## WRITTEN PROBLEM:
Convert every item below into a numbered list and leave out any blank lines.

## INFORMATION PROVIDED:
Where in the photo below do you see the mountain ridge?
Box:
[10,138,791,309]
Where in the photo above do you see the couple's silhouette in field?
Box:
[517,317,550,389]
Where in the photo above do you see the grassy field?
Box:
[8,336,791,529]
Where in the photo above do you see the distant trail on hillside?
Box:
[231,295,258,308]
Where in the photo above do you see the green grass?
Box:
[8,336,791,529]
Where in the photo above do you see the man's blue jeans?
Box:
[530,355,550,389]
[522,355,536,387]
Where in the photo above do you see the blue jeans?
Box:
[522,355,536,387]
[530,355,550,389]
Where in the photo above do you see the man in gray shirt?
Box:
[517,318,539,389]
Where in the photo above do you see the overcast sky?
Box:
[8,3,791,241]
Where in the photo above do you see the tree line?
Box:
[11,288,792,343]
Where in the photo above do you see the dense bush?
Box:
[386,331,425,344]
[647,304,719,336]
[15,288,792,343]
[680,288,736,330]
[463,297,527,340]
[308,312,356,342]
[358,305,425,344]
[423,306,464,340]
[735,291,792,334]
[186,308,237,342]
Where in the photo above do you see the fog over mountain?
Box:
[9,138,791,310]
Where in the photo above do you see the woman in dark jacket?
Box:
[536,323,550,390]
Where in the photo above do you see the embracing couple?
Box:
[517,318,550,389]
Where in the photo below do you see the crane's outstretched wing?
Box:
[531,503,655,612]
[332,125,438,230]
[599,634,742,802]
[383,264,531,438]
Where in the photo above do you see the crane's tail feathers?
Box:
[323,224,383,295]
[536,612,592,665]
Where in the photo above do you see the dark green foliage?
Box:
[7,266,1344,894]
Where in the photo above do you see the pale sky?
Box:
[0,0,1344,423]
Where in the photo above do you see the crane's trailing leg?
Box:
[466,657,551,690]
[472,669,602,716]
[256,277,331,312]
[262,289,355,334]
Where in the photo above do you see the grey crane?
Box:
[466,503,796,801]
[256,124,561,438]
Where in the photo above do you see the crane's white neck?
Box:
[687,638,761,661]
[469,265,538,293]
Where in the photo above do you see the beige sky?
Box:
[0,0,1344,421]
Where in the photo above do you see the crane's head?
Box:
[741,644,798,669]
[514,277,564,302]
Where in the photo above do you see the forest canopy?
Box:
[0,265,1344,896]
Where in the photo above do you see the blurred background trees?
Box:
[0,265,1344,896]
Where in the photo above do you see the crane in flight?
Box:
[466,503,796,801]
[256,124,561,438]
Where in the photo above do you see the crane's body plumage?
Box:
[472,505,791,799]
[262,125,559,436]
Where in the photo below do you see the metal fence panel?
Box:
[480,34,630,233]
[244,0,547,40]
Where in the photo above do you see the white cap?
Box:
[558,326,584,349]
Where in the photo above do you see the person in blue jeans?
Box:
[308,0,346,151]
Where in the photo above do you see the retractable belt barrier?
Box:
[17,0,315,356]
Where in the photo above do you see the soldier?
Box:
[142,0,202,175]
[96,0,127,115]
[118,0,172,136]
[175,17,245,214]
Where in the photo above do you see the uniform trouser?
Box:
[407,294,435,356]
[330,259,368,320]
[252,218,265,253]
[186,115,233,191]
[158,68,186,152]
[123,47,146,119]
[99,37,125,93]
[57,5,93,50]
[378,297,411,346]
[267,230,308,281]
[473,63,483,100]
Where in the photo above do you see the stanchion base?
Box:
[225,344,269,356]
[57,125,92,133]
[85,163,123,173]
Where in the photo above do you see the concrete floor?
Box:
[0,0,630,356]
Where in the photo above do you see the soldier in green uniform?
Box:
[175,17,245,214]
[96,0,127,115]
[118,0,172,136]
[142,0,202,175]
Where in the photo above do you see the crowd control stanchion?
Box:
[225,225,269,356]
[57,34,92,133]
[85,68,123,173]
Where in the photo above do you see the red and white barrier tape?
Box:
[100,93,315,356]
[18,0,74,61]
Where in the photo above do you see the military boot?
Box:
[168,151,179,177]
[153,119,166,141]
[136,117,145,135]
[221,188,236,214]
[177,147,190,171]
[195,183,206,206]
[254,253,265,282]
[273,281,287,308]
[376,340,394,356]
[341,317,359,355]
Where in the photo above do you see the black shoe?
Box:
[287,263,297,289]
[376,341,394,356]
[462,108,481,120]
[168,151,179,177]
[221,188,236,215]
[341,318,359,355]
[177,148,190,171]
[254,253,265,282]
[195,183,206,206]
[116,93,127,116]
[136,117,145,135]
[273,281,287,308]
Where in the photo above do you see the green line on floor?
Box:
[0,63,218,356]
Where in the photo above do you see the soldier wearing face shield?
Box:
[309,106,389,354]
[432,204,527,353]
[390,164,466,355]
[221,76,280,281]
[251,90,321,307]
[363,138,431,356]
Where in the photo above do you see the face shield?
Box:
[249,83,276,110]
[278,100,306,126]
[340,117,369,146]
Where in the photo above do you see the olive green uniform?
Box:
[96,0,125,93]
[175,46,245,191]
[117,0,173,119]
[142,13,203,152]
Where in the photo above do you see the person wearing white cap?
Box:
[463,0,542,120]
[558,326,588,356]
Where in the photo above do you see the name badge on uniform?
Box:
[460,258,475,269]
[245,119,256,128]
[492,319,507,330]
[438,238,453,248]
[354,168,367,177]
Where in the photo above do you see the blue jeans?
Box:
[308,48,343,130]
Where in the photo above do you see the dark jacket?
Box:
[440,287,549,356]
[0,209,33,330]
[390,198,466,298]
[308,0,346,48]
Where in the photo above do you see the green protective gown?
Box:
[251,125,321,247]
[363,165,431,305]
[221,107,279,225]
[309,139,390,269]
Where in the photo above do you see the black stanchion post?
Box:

## RESPONSE:
1. Where in the photo below do you see the mountain ridge?
2. Box:
3. [10,138,791,309]
4. Where in the photo above do you see the couple's silhouette in field?
5. Box:
6. [517,317,550,389]
7. Where in the photo above do you see the grassy field?
8. Box:
9. [8,336,791,529]
10. Where in the photo above do you see the distant trail on hillside?
11. Box:
12. [231,295,258,308]
13. Where in the photo above do you see the green grass?
14. Box:
15. [8,336,791,529]
16. Where in the photo above do you see the man's blue jeans?
17. Box:
18. [530,355,550,389]
19. [522,355,536,387]
20. Where in the photo above do you see the blue jeans?
21. Box:
22. [522,355,536,387]
23. [530,355,550,389]
24. Where in the photo above do you see the man in gray shirt?
25. Box:
26. [517,318,539,389]
27. Where in the photo above do you see the overcast sky?
28. Box:
29. [8,3,791,241]
30. Where in the photo above do you see the tree line?
31. Box:
32. [11,288,792,343]
33. Where in the photo above do you see the dense bush?
34. Box:
35. [386,331,425,344]
36. [647,304,719,336]
37. [15,288,792,343]
38. [680,288,736,330]
39. [463,297,527,340]
40. [308,312,356,342]
41. [358,305,425,344]
42. [423,306,464,340]
43. [735,291,792,334]
44. [186,308,237,342]
45. Where in the photo above do you see the fog over mountain?
46. Box:
47. [9,138,791,310]
48. Where in the photo above do you see the woman in dark jacket?
49. Box:
50. [536,323,550,390]
51. Where in the photo above do you see the embracing couple?
52. Box:
53. [517,318,550,389]
54. Where in the photo below do you see the crane's outstretched wing?
55. Box:
56. [531,503,655,612]
57. [332,125,438,230]
58. [599,634,742,802]
59. [383,264,531,438]
60. Where in the photo above do you see the crane's tail feathers?
61. Box:
62. [323,224,383,295]
63. [536,612,592,665]
64. Where in the photo above do you see the dark green foliage?
65. Box:
66. [7,266,1344,894]
67. Where in the photo above do you see the pale sky?
68. Box:
69. [0,0,1344,423]
70. Where in the photo above do you see the crane's trailing leg?
71. Box:
72. [466,657,551,690]
73. [472,669,602,716]
74. [256,277,331,312]
75. [262,289,355,334]
76. Where in the photo above do you see the grey crane?
77. Box:
78. [466,503,796,801]
79. [256,124,561,438]
80. Where in the photo above do you see the crane's white neck?
81. Box:
82. [687,638,761,661]
83. [469,265,538,293]
84. Where in the photo above do you see the beige sky?
85. Box:
86. [0,0,1344,421]
87. Where in the photo above do you see the crane's head?
88. Box:
89. [741,644,798,669]
90. [514,277,564,302]
91. Where in the photo above do you see the forest canopy?
92. Box:
93. [0,265,1344,896]
94. Where in the photo above do you see the blurred background trees?
95. Box:
96. [0,265,1344,896]
97. Where in the photo above do you see the crane in flight?
98. Box:
99. [466,503,796,801]
100. [256,124,561,438]
101. Where in the photo above do you see the crane's body plumage?
102. Box:
103. [472,505,791,799]
104. [262,125,559,436]
105. Where in the photo below do you see the metal fence panel?
106. Box:
107. [480,34,630,233]
108. [244,0,547,40]
109. Where in the photo above do you see the white cap?
110. Box:
111. [558,326,584,349]
112. Where in the photo above do you see the person in blue jeans?
113. Box:
114. [308,0,346,151]
115. Where in the photo above do you see the retractable belt barrier?
116. Box:
117. [17,0,315,356]
118. Where in the photo above do you see the soldier?
119. Box:
120. [142,0,202,175]
121. [96,0,127,115]
122. [118,0,172,136]
123. [175,17,245,214]
124. Where in the photo above do you see the uniform trouser?
125. Box:
126. [407,294,435,356]
127. [330,259,368,320]
128. [252,218,265,253]
129. [186,115,233,191]
130. [158,68,186,152]
131. [123,47,146,119]
132. [99,37,125,93]
133. [57,5,93,50]
134. [378,297,411,346]
135. [267,230,308,281]
136. [473,63,483,100]
137. Where in the photo above do you see the stanchion base?
138. Box:
139. [225,344,269,356]
140. [57,125,92,133]
141. [85,163,123,173]
142. Where in the photo above do you see the concrete floor?
143. Box:
144. [0,0,630,356]
145. Where in the photo above do you see the soldier in green uniform?
146. Box:
147. [175,17,245,214]
148. [96,0,127,115]
149. [118,0,172,136]
150. [142,0,202,175]
151. Where in the photo above do you see the crowd control stanchion?
152. Box:
153. [225,225,269,356]
154. [57,34,92,133]
155. [85,68,123,173]
156. Where in the photo above do you see the red and white barrier tape?
157. Box:
158. [100,93,315,356]
159. [18,0,74,61]
160. Where in the photo above do you see the military boot?
161. Box:
162. [168,151,179,177]
163. [153,119,166,141]
164. [136,117,145,135]
165. [221,188,236,214]
166. [177,147,190,171]
167. [195,183,206,206]
168. [254,253,265,282]
169. [273,281,287,308]
170. [376,340,394,356]
171. [341,317,359,355]
172. Where in the photo above do you see the black shoe?
173. Box:
174. [287,263,297,289]
175. [376,341,394,356]
176. [462,108,481,120]
177. [168,151,179,177]
178. [221,188,236,215]
179. [341,318,359,355]
180. [177,148,190,171]
181. [254,253,265,282]
182. [195,183,206,206]
183. [116,93,127,116]
184. [136,117,145,135]
185. [273,281,287,308]
186. Where in the photo above do you see the green line on floor?
187. Box:
188. [0,63,218,356]
189. Where in the photo above do you see the soldier wearing face shield?
190. Box:
191. [309,106,389,354]
192. [432,204,527,353]
193. [390,164,466,355]
194. [221,76,280,281]
195. [251,90,321,307]
196. [363,138,431,356]
197. Where in the photo above do you see the face shield?
198. Box:
199. [249,83,276,110]
200. [278,100,306,126]
201. [340,117,369,146]
202. Where in the photo above do you see the olive green uniform?
203. Box:
204. [96,0,125,93]
205. [175,46,245,191]
206. [117,0,173,119]
207. [142,13,203,152]
208. Where in the photo above do you see the person wearing white cap?
209. Box:
210. [463,0,542,120]
211. [558,326,588,356]
212. Where in the photo above do you see the name badge on uniform?
213. Box:
214. [460,258,475,269]
215. [245,119,256,128]
216. [492,319,507,330]
217. [438,238,453,248]
218. [354,168,367,177]
219. Where in the photo above do you see the blue jeans?
220. Box:
221. [308,48,343,130]
222. Where in the photo above do you see the dark jacket?
223. Box:
224. [440,287,549,356]
225. [0,209,33,330]
226. [390,198,466,298]
227. [308,0,346,48]
228. Where in the photo above do you see the green protective gown?
229. Box:
230. [251,125,321,247]
231. [363,165,431,305]
232. [221,107,279,225]
233. [309,139,390,269]
234. Where in the photo above do you see the black stanchion post?
235. Box:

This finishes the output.